OBJETIVO: Reproduce todas las filas siguientes sin alterar ningún carácter.

FILAS PARA PROCESAR:
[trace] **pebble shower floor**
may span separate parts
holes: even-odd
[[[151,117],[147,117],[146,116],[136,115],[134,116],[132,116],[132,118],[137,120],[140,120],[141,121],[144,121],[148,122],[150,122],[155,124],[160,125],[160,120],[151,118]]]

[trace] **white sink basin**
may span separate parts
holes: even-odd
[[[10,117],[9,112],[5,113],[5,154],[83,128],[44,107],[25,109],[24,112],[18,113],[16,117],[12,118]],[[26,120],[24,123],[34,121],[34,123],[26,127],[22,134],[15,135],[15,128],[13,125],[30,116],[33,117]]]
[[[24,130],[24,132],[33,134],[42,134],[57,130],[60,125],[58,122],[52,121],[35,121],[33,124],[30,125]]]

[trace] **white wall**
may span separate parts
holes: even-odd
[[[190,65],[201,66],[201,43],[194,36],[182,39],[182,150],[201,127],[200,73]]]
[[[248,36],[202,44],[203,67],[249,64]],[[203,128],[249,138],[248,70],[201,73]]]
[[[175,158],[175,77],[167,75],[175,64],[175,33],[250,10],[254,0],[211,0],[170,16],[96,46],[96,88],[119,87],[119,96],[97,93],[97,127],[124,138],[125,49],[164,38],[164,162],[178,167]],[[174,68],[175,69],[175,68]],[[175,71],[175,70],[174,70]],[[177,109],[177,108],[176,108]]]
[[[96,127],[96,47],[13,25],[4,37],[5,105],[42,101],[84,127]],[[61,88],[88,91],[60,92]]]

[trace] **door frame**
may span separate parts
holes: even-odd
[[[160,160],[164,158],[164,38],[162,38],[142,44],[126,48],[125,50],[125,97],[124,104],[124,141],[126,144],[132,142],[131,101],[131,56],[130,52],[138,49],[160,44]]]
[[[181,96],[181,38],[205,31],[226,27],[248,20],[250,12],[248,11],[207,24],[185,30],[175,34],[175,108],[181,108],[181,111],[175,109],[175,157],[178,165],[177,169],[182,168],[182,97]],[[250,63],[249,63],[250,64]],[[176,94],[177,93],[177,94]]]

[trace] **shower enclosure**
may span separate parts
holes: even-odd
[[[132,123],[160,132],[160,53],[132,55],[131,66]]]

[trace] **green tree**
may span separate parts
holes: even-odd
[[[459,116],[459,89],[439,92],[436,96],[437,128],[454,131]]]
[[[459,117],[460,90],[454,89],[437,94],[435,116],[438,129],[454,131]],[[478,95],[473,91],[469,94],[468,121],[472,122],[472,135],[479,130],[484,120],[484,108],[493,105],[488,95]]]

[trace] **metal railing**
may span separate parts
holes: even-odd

SOLUCIÓN:
[trace] **pebble shower floor**
may span separate parts
holes: even-odd
[[[151,117],[147,117],[146,116],[136,115],[134,116],[132,116],[132,118],[137,120],[140,120],[141,121],[144,121],[148,122],[150,122],[155,124],[160,125],[160,120],[151,118]]]

[trace] **white sink basin**
may span separate parts
holes: even-odd
[[[10,117],[9,112],[5,113],[5,154],[83,128],[44,107],[25,109],[24,112],[18,113],[16,117],[12,118]],[[26,120],[24,123],[34,121],[34,123],[26,127],[22,134],[15,135],[15,128],[13,125],[30,116],[33,117]]]
[[[24,130],[24,132],[33,134],[42,134],[57,130],[60,125],[58,122],[52,121],[35,121],[33,124],[30,125]]]

[trace] **white wall**
may span separate parts
holes: even-odd
[[[190,65],[201,66],[201,43],[194,36],[182,39],[182,150],[201,127],[200,73]]]
[[[248,36],[202,44],[203,67],[249,64]],[[203,128],[249,138],[248,70],[201,73]]]
[[[175,158],[175,77],[167,75],[175,64],[175,33],[250,10],[254,0],[211,0],[170,16],[96,46],[96,88],[119,87],[119,96],[97,93],[97,127],[124,138],[125,49],[164,38],[164,162],[178,167]],[[174,68],[175,69],[175,68]],[[175,71],[175,70],[174,70]],[[177,109],[177,108],[176,108]]]
[[[96,127],[96,47],[13,25],[4,37],[5,105],[42,101],[84,127]],[[61,88],[88,91],[60,92]]]

[trace] **door frame**
may span separate parts
holes: even-odd
[[[160,160],[164,158],[164,38],[162,38],[142,44],[126,48],[125,50],[125,97],[124,104],[124,141],[126,144],[132,142],[131,101],[131,56],[130,52],[138,49],[160,44]]]
[[[181,96],[181,38],[205,31],[226,27],[248,20],[250,12],[248,11],[207,24],[185,30],[175,34],[175,108],[181,108],[181,111],[175,109],[175,157],[178,165],[177,169],[182,168],[182,97]],[[250,63],[249,63],[250,64]],[[176,94],[177,93],[177,94]]]

[trace] **shower enclosure**
may span separate parts
holes: even-odd
[[[132,123],[160,132],[160,53],[132,55],[131,66]]]

[trace] **green tree**
may span separate parts
holes: even-odd
[[[459,116],[459,89],[439,92],[436,96],[437,128],[454,131]]]
[[[459,117],[460,90],[454,89],[437,94],[435,116],[438,129],[454,131]],[[478,95],[473,91],[469,94],[468,121],[472,122],[472,135],[479,130],[484,120],[484,108],[493,105],[488,95]]]

[trace] **metal railing**
may span separate parts
holes: even-odd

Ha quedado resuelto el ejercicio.